== Problem to work on ==
Print out the full listing below, word for word.

== Records for processing ==
+ + + +

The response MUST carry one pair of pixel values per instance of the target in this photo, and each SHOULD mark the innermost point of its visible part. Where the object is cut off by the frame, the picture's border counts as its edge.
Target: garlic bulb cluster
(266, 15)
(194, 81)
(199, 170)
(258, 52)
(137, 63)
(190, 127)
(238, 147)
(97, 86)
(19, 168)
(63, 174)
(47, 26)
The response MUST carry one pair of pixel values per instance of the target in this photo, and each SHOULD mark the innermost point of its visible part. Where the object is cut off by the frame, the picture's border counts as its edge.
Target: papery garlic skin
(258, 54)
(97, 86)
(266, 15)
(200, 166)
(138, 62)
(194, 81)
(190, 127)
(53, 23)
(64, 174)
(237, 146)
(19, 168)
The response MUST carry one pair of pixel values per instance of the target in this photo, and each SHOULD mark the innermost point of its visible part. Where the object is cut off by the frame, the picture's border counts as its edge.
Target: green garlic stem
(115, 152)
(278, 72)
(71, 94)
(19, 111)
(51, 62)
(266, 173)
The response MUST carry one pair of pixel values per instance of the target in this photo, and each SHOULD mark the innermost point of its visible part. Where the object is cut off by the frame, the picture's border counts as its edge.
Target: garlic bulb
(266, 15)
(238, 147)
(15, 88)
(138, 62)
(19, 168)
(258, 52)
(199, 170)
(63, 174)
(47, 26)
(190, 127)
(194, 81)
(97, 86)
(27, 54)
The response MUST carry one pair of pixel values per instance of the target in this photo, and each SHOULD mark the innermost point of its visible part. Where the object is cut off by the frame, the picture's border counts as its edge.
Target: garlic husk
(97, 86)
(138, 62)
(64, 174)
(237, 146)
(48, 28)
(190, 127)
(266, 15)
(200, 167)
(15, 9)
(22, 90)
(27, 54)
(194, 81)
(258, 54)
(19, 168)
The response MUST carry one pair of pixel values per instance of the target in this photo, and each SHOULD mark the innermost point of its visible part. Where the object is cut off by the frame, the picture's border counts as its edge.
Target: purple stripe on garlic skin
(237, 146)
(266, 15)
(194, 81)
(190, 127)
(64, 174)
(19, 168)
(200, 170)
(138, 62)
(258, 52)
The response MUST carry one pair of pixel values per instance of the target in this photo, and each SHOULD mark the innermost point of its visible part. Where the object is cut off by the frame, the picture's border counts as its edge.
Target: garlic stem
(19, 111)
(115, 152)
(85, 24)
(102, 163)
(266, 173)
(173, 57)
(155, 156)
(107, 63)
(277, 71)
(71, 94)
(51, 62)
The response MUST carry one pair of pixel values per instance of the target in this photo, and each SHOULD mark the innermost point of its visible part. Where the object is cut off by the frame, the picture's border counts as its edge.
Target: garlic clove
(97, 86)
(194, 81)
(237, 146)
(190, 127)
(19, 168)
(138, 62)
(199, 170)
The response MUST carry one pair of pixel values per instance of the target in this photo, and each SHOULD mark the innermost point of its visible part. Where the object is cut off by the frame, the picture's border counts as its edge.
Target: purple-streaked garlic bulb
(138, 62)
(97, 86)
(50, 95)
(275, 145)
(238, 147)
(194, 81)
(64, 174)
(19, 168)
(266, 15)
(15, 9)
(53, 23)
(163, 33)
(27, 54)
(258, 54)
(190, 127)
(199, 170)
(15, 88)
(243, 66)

+ + + +

== The completed task ==
The response MUST carry one pair of pixel values per instance of the target in this photo, and each SHOULD mark the innermost point of its visible part. Where the object is cut off by the frame, the picture's border counts as its edge.
Target: garlic bulb cluster
(266, 15)
(194, 81)
(199, 170)
(258, 52)
(137, 63)
(190, 127)
(238, 147)
(97, 86)
(19, 168)
(63, 174)
(47, 26)
The response MUST carry one pair of pixel values per instance of the target in this photo, and each SHOULD mark the innermost point of its visible part. Where the object is cut off by the frame, the picture's border counts as its edge.
Target: papery garlic skin
(258, 54)
(97, 86)
(266, 15)
(200, 166)
(138, 62)
(194, 81)
(190, 127)
(53, 23)
(64, 174)
(237, 146)
(19, 168)
The response MUST carry one pair of pixel values per instance of the target in this photo, and each SHOULD mark the innermost point of its visible part. Where the object is cut off by the frame, the picture's border counts as its edge.
Target: green garlic stem
(115, 152)
(278, 72)
(71, 94)
(19, 111)
(51, 62)
(266, 173)
The response MUST carry one pair of pixel values per instance of the target in this photo, and each SHOULD mark the innermost point of its visible part. Where the object is cut off by the frame, the picture's border counts as its edge.
Target: garlic bulb
(266, 15)
(238, 147)
(15, 88)
(138, 62)
(19, 168)
(258, 52)
(199, 170)
(63, 174)
(47, 26)
(190, 127)
(194, 81)
(97, 86)
(27, 54)
The response MUST carry one pair of pixel values per instance of the target in this photo, and each SHOULD mark the innermost point of its visible part. Where the object is cut off by the frame, the picture's border counts as its edge.
Target: garlic husk
(97, 86)
(138, 62)
(64, 174)
(237, 146)
(48, 28)
(190, 127)
(266, 15)
(200, 167)
(15, 9)
(22, 90)
(27, 54)
(194, 81)
(258, 54)
(19, 168)
The response MUST carry one pair of pixel values per instance of the target in this photo, and each SHOULD mark the innermost point of its visible part. Where the object is cut off by the frame, the picture's border counts as its edge.
Target: purple stripe on garlic skin
(237, 146)
(266, 15)
(194, 81)
(190, 127)
(64, 174)
(19, 168)
(200, 170)
(138, 62)
(258, 52)
The response MUST carry one pair of pixel values per instance of the target in this photo, and each SHOULD mark the innermost point of its visible part. Where the object is cut off by the frame, the picture's border counts as its edge.
Target: garlic stem
(19, 111)
(115, 152)
(85, 24)
(102, 163)
(266, 173)
(173, 57)
(155, 156)
(107, 63)
(277, 71)
(71, 94)
(51, 62)
The response MUST carry one pair of pixel values per instance of the target in this photo, and each SHOULD mark the innermost point of its visible part. Where the object is cut off by the frame, the picture's border counts as its edge.
Target: garlic clove
(97, 86)
(194, 81)
(237, 146)
(190, 127)
(19, 168)
(138, 62)
(199, 170)
The response MUST carry one pair of pixel values per instance of the target in this photo, and each SHOULD mark the innermost point of its visible part. Where the object is cut off by the frame, the picture's border counts as its edge.
Target: purple-streaked garlic bulb
(138, 62)
(97, 86)
(50, 95)
(275, 145)
(238, 147)
(194, 81)
(64, 174)
(19, 168)
(266, 15)
(15, 9)
(53, 23)
(163, 33)
(27, 54)
(258, 54)
(190, 127)
(199, 170)
(15, 88)
(243, 66)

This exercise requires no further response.